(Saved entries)
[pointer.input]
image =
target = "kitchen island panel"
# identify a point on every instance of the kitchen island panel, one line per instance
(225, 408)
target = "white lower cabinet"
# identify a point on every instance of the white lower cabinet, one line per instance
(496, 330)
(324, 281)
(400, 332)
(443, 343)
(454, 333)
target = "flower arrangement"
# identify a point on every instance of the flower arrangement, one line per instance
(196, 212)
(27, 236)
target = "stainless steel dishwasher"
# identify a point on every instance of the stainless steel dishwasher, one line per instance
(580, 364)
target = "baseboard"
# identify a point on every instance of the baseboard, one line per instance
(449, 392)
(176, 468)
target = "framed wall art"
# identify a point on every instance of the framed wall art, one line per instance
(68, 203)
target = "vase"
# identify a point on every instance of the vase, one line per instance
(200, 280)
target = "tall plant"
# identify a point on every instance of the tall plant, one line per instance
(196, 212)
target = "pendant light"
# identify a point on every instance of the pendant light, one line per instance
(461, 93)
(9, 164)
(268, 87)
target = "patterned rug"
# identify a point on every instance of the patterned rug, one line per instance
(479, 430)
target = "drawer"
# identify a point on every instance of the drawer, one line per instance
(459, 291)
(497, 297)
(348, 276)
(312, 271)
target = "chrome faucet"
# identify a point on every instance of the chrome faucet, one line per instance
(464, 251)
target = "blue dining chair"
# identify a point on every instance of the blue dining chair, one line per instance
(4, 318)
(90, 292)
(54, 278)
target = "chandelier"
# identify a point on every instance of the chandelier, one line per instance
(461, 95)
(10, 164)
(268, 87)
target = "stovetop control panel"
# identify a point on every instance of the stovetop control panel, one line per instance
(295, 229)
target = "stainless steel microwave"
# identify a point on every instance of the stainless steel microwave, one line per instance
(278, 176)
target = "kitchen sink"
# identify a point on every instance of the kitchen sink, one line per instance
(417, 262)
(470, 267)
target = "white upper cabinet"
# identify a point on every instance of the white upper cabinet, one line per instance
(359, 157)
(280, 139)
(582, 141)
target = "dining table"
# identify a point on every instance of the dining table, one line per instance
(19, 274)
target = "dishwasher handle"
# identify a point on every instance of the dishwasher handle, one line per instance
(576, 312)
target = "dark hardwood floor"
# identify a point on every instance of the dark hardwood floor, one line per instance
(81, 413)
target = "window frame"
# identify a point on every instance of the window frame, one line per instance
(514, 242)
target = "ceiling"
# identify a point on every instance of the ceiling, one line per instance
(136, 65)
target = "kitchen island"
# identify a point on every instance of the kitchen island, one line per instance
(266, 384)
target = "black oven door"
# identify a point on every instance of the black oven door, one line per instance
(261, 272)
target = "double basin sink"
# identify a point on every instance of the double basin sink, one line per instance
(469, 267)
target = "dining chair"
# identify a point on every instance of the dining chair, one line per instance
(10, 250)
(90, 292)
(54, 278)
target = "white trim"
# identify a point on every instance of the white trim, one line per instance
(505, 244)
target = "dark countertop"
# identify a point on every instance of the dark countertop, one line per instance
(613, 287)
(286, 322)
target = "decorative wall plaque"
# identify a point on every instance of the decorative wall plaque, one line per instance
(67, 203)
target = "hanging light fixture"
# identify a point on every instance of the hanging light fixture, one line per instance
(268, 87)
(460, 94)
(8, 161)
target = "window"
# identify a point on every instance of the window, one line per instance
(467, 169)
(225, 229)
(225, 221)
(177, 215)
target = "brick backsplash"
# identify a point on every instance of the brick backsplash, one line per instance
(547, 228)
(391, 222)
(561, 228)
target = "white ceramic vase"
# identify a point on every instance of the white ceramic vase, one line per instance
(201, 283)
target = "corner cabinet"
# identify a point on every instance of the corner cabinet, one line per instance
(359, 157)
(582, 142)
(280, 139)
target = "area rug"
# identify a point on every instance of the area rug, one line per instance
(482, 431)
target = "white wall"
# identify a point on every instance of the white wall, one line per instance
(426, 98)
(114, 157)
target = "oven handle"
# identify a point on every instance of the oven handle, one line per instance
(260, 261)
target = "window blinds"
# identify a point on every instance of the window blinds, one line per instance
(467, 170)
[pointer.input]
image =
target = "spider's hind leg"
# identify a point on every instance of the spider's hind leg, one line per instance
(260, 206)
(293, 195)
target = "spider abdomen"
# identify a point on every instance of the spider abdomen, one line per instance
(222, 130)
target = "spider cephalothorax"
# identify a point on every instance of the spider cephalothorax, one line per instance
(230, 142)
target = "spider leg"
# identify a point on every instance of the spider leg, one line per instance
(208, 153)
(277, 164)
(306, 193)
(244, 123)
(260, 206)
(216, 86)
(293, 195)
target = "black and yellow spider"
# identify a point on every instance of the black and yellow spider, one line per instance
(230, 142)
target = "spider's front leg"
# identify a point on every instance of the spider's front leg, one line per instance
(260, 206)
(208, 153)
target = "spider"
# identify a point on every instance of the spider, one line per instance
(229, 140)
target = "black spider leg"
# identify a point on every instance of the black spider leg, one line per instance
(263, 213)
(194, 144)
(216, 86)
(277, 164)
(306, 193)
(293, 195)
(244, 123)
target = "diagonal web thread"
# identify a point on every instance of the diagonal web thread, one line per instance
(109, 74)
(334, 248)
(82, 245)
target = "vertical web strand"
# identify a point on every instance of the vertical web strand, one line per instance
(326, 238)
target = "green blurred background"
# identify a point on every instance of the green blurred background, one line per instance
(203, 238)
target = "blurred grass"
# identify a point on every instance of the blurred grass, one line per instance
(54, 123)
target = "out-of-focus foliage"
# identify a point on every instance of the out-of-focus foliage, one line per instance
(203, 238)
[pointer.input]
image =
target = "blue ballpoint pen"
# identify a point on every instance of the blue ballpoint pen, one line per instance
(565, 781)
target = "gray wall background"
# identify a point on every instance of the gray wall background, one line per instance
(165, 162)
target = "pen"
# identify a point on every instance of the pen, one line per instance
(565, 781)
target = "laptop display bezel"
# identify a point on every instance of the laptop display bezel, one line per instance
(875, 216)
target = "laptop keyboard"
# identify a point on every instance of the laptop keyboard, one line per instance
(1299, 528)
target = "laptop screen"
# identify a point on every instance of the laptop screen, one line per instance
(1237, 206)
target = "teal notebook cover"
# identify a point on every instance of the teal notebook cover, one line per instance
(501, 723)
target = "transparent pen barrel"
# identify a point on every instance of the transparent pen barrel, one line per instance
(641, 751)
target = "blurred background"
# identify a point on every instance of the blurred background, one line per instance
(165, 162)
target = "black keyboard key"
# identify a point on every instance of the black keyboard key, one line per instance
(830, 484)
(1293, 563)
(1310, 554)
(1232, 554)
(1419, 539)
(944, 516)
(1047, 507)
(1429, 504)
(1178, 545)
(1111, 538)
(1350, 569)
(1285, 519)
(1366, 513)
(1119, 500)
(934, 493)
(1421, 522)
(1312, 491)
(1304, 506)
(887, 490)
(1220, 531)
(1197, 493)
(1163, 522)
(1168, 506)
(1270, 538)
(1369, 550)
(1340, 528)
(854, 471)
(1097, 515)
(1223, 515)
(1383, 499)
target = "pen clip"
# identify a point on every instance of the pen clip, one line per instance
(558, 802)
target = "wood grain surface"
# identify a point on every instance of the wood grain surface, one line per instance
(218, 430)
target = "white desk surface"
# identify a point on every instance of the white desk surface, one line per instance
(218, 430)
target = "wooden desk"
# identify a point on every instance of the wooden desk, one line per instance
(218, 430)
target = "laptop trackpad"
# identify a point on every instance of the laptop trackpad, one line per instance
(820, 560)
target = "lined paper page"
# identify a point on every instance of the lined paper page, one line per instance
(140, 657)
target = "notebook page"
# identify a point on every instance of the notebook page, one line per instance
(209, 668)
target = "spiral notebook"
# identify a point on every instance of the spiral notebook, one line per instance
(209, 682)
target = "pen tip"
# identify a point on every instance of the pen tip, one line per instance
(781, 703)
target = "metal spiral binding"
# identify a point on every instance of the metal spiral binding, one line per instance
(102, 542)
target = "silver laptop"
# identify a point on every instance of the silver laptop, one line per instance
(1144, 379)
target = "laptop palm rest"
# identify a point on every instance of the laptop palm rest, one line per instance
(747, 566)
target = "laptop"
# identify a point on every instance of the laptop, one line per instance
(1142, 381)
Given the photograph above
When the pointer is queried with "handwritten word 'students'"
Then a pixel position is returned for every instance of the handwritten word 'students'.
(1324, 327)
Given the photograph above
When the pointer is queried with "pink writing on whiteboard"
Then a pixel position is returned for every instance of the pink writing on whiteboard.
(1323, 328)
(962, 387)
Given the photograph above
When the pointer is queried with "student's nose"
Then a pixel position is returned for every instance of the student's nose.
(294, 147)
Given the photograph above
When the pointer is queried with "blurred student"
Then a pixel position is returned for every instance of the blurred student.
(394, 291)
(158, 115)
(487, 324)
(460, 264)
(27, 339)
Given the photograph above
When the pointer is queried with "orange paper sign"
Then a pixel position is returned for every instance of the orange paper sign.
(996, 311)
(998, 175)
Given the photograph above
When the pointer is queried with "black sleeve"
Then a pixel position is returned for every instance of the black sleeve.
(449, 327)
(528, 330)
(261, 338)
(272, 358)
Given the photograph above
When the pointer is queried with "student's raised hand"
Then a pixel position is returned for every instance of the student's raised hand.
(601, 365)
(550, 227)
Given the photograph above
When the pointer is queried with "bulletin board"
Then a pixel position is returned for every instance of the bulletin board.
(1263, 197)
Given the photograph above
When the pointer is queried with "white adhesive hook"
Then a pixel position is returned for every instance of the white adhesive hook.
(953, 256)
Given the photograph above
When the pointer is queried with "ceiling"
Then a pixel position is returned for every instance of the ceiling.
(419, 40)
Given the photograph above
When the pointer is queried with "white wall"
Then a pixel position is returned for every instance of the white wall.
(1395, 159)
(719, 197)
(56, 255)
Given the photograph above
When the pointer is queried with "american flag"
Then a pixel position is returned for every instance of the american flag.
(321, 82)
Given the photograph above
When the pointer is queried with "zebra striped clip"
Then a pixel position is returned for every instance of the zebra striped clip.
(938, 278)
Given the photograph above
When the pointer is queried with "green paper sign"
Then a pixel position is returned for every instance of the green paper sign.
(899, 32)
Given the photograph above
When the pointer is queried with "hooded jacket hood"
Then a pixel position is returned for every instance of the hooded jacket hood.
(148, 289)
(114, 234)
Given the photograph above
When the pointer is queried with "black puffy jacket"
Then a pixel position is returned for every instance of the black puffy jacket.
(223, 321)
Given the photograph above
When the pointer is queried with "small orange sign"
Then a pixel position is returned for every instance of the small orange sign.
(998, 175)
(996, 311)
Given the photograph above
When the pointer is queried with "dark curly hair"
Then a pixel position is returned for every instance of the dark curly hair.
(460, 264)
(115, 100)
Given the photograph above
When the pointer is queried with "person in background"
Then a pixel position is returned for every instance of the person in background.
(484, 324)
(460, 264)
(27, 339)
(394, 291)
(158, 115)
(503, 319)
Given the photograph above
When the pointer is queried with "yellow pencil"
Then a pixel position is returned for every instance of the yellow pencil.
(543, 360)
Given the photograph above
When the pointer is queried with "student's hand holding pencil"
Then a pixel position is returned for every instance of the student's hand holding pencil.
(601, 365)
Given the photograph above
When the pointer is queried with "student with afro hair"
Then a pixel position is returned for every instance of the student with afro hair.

* [Task instructions] Each line above that includes "afro" should be shown.

* [Exercise result]
When the pointer is queried with "student with afro hair"
Then a pixel position is returned for every instance of the student with afro hair.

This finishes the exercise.